» **TASK TO COMPLETE**
Would you please write out each entry that follows, exactly as written?

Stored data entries
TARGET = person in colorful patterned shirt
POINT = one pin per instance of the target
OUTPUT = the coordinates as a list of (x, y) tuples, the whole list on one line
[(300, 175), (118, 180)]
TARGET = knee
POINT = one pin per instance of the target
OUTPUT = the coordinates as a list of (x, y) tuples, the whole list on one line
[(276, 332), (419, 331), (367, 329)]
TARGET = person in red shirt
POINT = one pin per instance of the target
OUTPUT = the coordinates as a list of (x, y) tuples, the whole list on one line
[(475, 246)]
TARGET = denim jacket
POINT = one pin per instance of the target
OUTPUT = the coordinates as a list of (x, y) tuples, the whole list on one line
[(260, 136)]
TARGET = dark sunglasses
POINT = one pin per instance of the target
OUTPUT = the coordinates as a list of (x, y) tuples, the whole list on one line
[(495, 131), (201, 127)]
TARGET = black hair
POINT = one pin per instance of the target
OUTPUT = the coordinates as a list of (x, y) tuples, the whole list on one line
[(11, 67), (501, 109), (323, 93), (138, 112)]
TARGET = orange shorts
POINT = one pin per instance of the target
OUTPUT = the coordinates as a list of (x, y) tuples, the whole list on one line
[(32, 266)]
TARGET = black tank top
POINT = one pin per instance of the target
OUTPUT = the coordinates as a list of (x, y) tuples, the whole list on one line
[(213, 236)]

» **ANSWER TO THE PROBLEM**
TARGET = person in colorful patterned shirt
POINT = one pin per instance of the target
OUTPUT = the coordinates as a list of (x, y) tuples, the whole list on one line
[(300, 175), (118, 180)]
TARGET = knee
POINT = one pin per instance of the target
OUTPUT = the coordinates as a list of (x, y) tuples, the whole list on one line
[(276, 332), (419, 331), (367, 329)]
TARGET = person in red shirt
POINT = one pin per instance of the target
OUTPUT = the coordinates as a list of (x, y) tuples, the whole list on one line
[(475, 246)]
TARGET = denim jacket
POINT = one pin per instance of the target
OUTPUT = the coordinates as a list of (x, y) tuples, the whole list on one line
[(260, 136)]
TARGET = dark sunglasses
POINT = one pin per instance of the target
OUTPUT = the coordinates as a list of (x, y) tuples, the whole list on one line
[(495, 131), (201, 127)]
TARGET = black hair
POINT = one pin per instance of the target
OUTPUT = the coordinates as a list of (x, y) tuples, the whole list on one line
[(11, 67), (501, 109), (323, 93), (138, 112)]
TARGET = orange shorts
POINT = one pin per instance of the target
OUTPUT = the coordinates as a list of (x, y) tuples, the whole list on one line
[(32, 266)]
TARGET = black tank top
POINT = one pin per instance of the target
OUTPUT = the coordinates as a list of (x, y) tuples, the whole list on one line
[(213, 236)]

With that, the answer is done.